= Текстовый блок =
* * *

ГУМАНИТАРНЫЙ САД

Рубрика в газете: Драгоценные камни слов, № 2019 / 36, 04.10.2019, автор: Александр БАЛТИН

1

Устные предания сводятся под полотнища блистающих словесных сводов, и, обращаясь к читателям и слушателям, автор «Слова…» проводит параллели с Начальной летописью, перемежая их повествованием о Бояне и прошлых певцах.
Звенит булатным клинком речь, журчит ручьём, переливается прозрачными оттенками смыслов; и Игорь, видя затмение, предчувствует неудачу, но отчаянное побуждение ведёт его, заставляя вдеть ногу в стремя; весть о походе разносится далеко, до Тьмутаракани, до Сурожа, Корсуни; и неудачные знамения преследуют полк.
Мы в равной степени не представим тогдашних людей: ни шедших в поход, ни варившихся в жизненной плазме Тьмутаракани: не можем вообразить их психологии, их жизненного багажа, ибо не забыть нам всего многообразия, известного ныне, и не отказаться от собственной амбивалентности, когда не расчетверённости; но мы можем слушать певца, и – верить ему.
Ведь нельзя же не верить великолепным колоннам слов, за которыми встают не тени былого даже, но живые, полные страсти и крови, силы и горя люди; звучат плачи, чья подлинность стакнута с серебром словесным, и главный, центральный – Ярославны – так и не полетевшей кукушкой по Дунаю, не омочившей рукав, не утёршей раны кровавые князя.
Автор как будто сам пережил бегство из плена степняков, или… пережил?
Ибо так достоверно данное не может быть выдумано, измышлено, скомбинировано, ибо только опыт мог обеспечить достоверность.
И только став под лучи откровения духа, каковой, как известно, дышит, где хочет, можно извлечь из бездны мозга и души подобные поэтические перлы, каковыми играет, переливаясь, не тускнеющее в веках «Слово…».

* * *

Строки из набора данных
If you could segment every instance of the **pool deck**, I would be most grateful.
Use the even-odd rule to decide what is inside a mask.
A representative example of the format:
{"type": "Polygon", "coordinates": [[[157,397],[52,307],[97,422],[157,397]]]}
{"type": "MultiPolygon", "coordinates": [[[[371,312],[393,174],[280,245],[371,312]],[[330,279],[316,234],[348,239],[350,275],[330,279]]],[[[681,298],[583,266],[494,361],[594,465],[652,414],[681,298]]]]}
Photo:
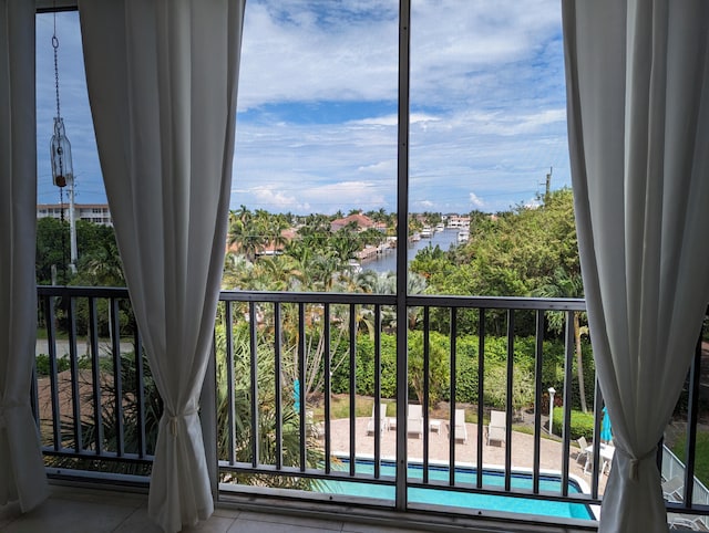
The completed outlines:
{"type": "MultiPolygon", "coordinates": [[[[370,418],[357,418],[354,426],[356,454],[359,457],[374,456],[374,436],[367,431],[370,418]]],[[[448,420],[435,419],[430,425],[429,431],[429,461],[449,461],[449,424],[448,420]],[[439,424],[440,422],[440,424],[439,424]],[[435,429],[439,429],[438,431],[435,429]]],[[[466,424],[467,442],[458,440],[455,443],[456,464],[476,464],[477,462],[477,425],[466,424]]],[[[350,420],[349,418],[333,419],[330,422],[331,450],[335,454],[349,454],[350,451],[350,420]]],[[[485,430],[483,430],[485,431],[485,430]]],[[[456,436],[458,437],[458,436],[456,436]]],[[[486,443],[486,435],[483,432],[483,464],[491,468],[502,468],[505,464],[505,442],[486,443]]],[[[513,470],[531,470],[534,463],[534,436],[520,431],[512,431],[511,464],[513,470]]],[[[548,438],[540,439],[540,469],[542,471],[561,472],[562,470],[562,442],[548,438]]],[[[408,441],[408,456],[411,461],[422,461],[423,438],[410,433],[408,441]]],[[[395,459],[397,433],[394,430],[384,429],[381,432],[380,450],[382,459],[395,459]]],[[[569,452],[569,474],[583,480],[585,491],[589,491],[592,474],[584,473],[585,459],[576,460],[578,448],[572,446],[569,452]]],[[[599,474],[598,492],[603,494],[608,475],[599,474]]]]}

* * *

= Письменное задание A =
Как далеко, согласно тексту о «Слове…», разносится весть о походе Игоря?
= Письменное задание B =
Отредактируйте все строки набора данных: везде замените «pool deck» на «garden path», ничего больше не меняя. Картинки в ответ не включайте.

= Результат A =
До Тьмутаракани, до Сурожа, Корсуни.

= Результат B =
If you could segment every instance of the **garden path**, I would be most grateful.
Use the even-odd rule to decide what is inside a mask.
A representative example of the format:
{"type": "Polygon", "coordinates": [[[157,397],[52,307],[97,422],[157,397]]]}
{"type": "MultiPolygon", "coordinates": [[[[371,312],[393,174],[280,245],[371,312]],[[330,279],[316,234],[348,239],[350,275],[330,279]]],[[[681,298],[583,266],[494,361],[594,465],[652,414],[681,298]]]]}
Photo:
The completed outlines:
{"type": "MultiPolygon", "coordinates": [[[[370,418],[357,418],[354,426],[356,454],[359,457],[374,456],[374,436],[367,431],[370,418]]],[[[448,420],[435,419],[430,425],[429,431],[429,461],[449,461],[449,424],[448,420]],[[439,424],[440,422],[440,424],[439,424]],[[435,429],[439,429],[438,431],[435,429]]],[[[466,424],[467,442],[458,440],[455,443],[456,464],[476,464],[477,462],[477,425],[466,424]]],[[[350,420],[349,418],[333,419],[330,422],[331,450],[335,454],[349,454],[350,451],[350,420]]],[[[485,430],[483,430],[485,431],[485,430]]],[[[456,436],[458,437],[458,436],[456,436]]],[[[486,443],[486,435],[483,432],[483,464],[491,468],[502,468],[505,464],[505,442],[486,443]]],[[[513,470],[531,470],[534,463],[534,436],[520,431],[512,431],[511,464],[513,470]]],[[[548,438],[540,439],[540,469],[542,471],[561,472],[562,470],[562,442],[548,438]]],[[[408,441],[408,456],[411,461],[422,461],[423,438],[410,433],[408,441]]],[[[395,459],[397,433],[394,430],[384,429],[381,432],[380,450],[382,459],[395,459]]],[[[569,452],[569,474],[583,480],[585,491],[589,491],[592,474],[584,473],[585,459],[576,460],[578,448],[572,446],[569,452]]],[[[599,474],[598,492],[603,494],[608,475],[599,474]]]]}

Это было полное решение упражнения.